Image-grounded pointing data:
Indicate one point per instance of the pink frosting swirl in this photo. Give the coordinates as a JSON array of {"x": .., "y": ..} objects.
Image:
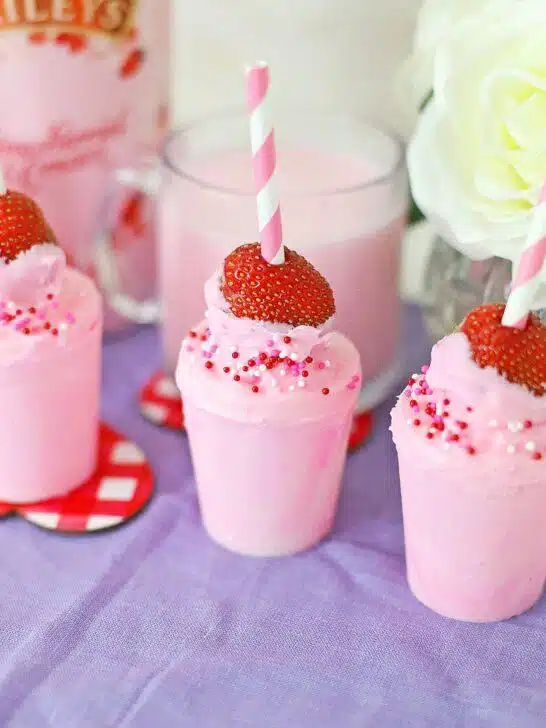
[
  {"x": 32, "y": 275},
  {"x": 456, "y": 405}
]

> **ASSIGNMENT**: Repeat the data word for word, minus any pictures.

> **EXPECTED ANSWER**:
Indicate one point per instance of the pink frosting swirl in this photo. Give the coordinates as a JSON array of {"x": .., "y": ..} objects.
Image:
[
  {"x": 32, "y": 275},
  {"x": 456, "y": 405}
]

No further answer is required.